At least 42 percent of preparation programs for school leaders offered a fully-online option for would-be principals before the pandemic—meaning that those candidates never had to set a foot on campus to earn credits.
That percentage certainly increased at the height of the pandemic. But how many will continue with the virtual option as education returns to normal?
“A lot of programs did open up fully-online options, and have now realized that if done well, they can be a popular option, and that there’s value in continuing forward with it because it’s now developed in many cases,” said Erin Anderson, an associate professor in the Morgridge College of Education at the University of Denver.
“They’ve taken the time to convert classes, and I think they’re seeing that it gives more possibilities for access,” she said.
Anderson and her colleagues, Frank Perrone, an assistant professor at the University of Indiana-Bloomington; Mary F. Rice, an assistant professor at the University of New Mexico; and Sajjid Budhwani, now a post-doctoral research fellow at the University of Kentucky, have compiled probably the most comprehensive database of university-based programs that provide fully online opportunities for people pursuing a license to become a principal and where those programs are located.
They defined fully online as meaning that students didn’t have to go to campus to take credit-bearing courses. It didn’t include the internship portion of the program.
Where are fully online programs located?
The data, compiled and analyzed in 2018 and 2019 before the pandemic, found that fully online programs were more likely to be available in the southeast, which includes Georgia, Louisiana, North Carolina, and Tennessee, where 32 percent of the school leadership-preparation programs identified had a fully online option.

## Dataset content
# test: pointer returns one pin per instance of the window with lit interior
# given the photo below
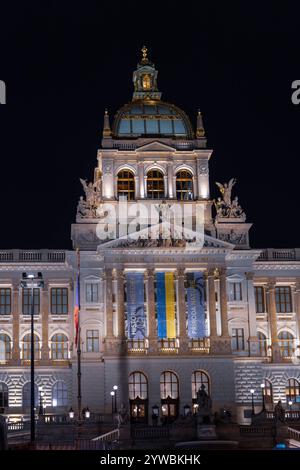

## Task directions
According to the article on online principal-preparation programs, what percentage of school leadership-preparation programs in the southeast had a fully online option? The material is separate from the article on online principal-preparation programs.

## Exercise answer
32 percent.